[begin TEXT PASSAGE]

Ryan Crouser has thrown an Olympic record 22.92m to sit in the gold medal position and might even fancy knocking off his own world record with his final attempt. Countryman Joe Kovacs (22.65) is in sliver medal position, with New Zealand’s Tomas Walsh (22.18) presently in third place.
Hansle Parchment (JAM) wins men's 110m hurdles gold!
Team USA’s Grant Holloway, the overwhelming favourite, led from lane four but he had no answer to the withering burst of Hansle Parchment, who stormed past to take gold in 13.09. The Jamaican finally has a gold medal after coming so close in major meets in the past. The tiring Holloway clung on for silver, just in advance of Ronald Levy - meaning two spots on the podium for Jamaica.
Team USA’s Devon Allen came a close fourth with Team GB’s Andrew Pozzi not far away in seventh.
Updated
Men’s 110m hurdles final: one of the Games’ big-ticket events is just moments away. Team USA’s Grant Holloway is the man to beat, without question, but countryman Devon Allen and Jamaica’s Ronald Levy are definite medal hopes.
Updated
Canoe sprint - men’s K1 200m final: wow, that was close - there was less than a second separating first and last - but gold has gone to Hungarian Sandor Totka and silver to Italy’s Manfredi Rizza.
Team GB’s Liam Heath, the Rio gold medalist in this event, was a whisker away in third place to grab bronze.
It's Olympic bronze for @Liam_heath!
— Team GB (@TeamGB) August 5, 2021
Photo finish on the line and Liam has his fourth Olympic medal.#TeamGB #Tokyo2020 pic.twitter.com/hJrqYG0oHn
Men’s 4x100m relay heats: both of today’s heats have just been decided. Here’s what happened:
- Jamaica, who have such a proud history in this event as dual defending champions, won the opening heat from Team GB and Japan
- In the second heat, Team USA were fancied to qualify and be a medal chance but they bombed out to tire into sixth place. The heat went to China, with Canada running second off the back of a sizzling Andre de Grasse leg and Italy, with 100m gold medalist Lamont Jacobs running the second leg, finishing third in national record time
The top three in each heat qualify for the final, plus the two fastest losers.
Updated
I’m en route to Saitama Super Arena, about an hour from Tokyo, for the Boomers’ blockbuster semi-final clash with Team USA.
An Olympic medal has eluded the Australian men’s basketball team on so many occasions - they have played for bronze four times in the past four decades and lost in all of them, most recently by one point in 2016.
If the Aussies can beat the Americans this afternoon, they are guaranteed a medal and will play for gold this weekend. If they lose, they will have yet another opportunity to end their drought in the bronze medal streak. As someone who has covered Australian basketball for much of the past decades, I’ll admit I feel a bit nervous right now.

[end TEXT PASSAGE]
[begin MATERIAL]

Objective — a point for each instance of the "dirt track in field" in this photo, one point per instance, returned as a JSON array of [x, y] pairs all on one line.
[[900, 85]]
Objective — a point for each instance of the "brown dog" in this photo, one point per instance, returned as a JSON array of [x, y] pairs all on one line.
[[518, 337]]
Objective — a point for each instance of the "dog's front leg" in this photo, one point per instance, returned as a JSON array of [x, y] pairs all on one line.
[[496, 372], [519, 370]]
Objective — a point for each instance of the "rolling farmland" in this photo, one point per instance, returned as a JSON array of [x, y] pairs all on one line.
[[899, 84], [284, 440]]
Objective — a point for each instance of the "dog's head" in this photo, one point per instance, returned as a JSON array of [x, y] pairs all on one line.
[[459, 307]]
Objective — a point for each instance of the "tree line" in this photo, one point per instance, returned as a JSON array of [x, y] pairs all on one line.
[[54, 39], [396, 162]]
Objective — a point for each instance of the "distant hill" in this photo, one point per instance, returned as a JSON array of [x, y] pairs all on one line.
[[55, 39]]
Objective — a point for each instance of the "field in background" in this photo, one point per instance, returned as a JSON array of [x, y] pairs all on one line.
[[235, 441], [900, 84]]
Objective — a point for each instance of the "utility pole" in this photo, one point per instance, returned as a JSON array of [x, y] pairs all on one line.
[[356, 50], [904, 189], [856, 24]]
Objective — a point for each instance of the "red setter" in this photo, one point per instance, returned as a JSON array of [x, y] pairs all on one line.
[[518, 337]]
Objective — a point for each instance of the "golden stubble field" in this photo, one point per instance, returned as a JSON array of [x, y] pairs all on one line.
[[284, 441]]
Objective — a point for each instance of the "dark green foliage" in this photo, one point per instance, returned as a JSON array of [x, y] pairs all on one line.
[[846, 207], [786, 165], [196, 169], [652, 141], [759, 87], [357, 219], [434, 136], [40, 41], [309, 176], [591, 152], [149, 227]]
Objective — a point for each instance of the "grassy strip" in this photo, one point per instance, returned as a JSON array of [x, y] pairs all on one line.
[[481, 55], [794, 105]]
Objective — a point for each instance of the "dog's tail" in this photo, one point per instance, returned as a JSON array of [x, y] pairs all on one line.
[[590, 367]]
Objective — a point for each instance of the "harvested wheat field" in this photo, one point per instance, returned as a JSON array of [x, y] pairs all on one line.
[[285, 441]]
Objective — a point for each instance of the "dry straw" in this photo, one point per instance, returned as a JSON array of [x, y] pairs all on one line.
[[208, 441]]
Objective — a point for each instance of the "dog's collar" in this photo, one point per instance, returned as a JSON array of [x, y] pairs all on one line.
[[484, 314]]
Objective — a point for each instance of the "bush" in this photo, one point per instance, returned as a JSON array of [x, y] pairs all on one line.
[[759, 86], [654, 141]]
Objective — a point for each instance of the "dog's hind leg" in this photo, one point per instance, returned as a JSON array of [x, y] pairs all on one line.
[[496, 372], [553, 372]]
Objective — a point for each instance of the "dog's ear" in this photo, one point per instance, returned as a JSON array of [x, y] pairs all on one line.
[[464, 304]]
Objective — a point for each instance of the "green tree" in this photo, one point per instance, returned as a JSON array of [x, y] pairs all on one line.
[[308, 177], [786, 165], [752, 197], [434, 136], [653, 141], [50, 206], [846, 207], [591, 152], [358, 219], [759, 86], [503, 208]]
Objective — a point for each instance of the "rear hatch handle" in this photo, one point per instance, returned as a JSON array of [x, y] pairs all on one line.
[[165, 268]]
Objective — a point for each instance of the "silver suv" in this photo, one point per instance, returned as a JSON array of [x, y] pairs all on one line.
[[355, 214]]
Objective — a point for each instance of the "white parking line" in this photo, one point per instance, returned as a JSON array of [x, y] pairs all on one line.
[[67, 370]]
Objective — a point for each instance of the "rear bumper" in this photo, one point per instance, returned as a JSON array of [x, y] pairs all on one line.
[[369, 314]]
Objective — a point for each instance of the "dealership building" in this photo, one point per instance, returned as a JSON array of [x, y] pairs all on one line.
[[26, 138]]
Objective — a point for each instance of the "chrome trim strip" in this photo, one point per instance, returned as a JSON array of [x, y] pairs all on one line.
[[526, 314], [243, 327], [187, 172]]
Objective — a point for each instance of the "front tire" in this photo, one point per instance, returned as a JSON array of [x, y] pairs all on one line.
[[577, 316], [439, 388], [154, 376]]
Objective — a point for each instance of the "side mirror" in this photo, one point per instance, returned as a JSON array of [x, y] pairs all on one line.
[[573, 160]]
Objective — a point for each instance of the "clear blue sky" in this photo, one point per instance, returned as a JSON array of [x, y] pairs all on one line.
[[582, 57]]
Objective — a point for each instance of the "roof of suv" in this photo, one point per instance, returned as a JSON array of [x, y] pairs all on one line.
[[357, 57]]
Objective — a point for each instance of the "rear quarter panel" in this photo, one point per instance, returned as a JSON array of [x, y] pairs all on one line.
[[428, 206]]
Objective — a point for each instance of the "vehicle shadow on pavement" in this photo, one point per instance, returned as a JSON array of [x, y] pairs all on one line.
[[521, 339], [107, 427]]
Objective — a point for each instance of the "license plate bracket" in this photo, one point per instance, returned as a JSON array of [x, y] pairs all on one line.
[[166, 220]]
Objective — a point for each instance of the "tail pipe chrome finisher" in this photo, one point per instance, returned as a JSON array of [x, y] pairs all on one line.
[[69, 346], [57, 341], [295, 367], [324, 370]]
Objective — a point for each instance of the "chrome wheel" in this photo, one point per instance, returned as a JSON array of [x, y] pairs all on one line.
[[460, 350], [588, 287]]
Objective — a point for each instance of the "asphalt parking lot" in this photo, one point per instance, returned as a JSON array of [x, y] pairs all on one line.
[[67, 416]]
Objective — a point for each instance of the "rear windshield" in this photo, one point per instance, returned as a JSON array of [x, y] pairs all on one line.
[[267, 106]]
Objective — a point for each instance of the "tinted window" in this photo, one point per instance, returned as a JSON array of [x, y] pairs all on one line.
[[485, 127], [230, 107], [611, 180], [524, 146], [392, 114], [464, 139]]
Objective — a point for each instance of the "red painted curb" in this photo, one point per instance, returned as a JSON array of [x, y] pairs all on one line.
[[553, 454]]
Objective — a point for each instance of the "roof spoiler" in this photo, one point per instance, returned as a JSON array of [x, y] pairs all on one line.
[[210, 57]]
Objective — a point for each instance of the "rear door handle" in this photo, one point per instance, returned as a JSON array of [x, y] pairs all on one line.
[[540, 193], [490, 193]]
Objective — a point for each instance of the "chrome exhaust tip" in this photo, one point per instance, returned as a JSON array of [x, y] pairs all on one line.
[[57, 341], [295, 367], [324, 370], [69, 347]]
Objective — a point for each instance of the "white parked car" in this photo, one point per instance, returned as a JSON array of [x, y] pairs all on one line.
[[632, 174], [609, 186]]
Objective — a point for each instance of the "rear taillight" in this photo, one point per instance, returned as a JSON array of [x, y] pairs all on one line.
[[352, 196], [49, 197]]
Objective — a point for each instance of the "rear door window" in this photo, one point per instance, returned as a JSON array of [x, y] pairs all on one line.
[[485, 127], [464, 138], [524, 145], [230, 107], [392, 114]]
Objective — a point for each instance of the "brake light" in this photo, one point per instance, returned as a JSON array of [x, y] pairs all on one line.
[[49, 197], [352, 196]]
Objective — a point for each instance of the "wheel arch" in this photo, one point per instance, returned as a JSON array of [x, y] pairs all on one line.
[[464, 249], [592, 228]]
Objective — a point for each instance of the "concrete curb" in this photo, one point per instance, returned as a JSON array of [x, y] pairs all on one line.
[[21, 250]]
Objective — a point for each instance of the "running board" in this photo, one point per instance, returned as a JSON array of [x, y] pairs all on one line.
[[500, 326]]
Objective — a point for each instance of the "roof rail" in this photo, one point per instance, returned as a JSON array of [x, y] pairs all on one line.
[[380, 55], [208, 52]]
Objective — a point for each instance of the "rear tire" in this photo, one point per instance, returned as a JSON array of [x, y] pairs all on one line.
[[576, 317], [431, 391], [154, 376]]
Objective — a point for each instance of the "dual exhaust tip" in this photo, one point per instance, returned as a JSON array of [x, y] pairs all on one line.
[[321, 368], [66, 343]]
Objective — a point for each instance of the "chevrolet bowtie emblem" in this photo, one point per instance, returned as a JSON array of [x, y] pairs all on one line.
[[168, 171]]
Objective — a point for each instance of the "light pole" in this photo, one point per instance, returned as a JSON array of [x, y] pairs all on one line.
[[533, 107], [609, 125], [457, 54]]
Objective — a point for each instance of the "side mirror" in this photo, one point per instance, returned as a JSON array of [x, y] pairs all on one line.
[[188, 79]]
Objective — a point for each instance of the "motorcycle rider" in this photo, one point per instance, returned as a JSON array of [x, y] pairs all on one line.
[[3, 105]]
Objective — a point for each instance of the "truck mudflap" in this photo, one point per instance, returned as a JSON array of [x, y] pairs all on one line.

[end MATERIAL]

WHAT YOU WILL DO
a: In the Olympics live coverage, what time did Hansle Parchment run to win the men's 110m hurdles gold?
b: Resume the Olympics live coverage, picking up right after its final sentence.

ANSWERS TO THE EXERCISE
a: 13.09

b:
Men’s park skateboarding: an eventful fourth and final heat saw a shake-up of the leaderboard, with Brazil - headed by overall top qualifier Luiz Francisco - boasting three finalists, Australia two - Kieran Woolley and Keegan Palmer, who sealed his spot with a run of 77.00 in the final heat and Team USA one, with Cory Juneau sneaking into eighth spot courtesy of his closing 73.00 run. Juneau’s compatriots, Zion Wright and world No 1 Heimana Reynolds, both failed to qualify.
Finalists (in qualifying order):
- Luiz Francisco (BRA)
- Kieran Woolley (AUS)
- Pedro Quintas (BRA)
- Pedro Barros (BRA)
- Keegan Palmer (AUS)
- Steven Piniero (PUR)
- Vincent Matheron (FRA)
- Cory Juneau (USA)
Men’s park skateboarding final opponents take note: don’t get in Kieran Woolley’s way!
The perils of being a camera op at the #Skateboarding. 😅 pic.twitter.com/JoiOuxcD59
— Olympics (@Olympics) August 5, 2021
Wasn’t it a big run by Australia’s Peter Bol in last night’s 800m final? To set the pace and cling on for fourth was a performance of great merit. Top bloke to boot. Deserves everything good that comes his way.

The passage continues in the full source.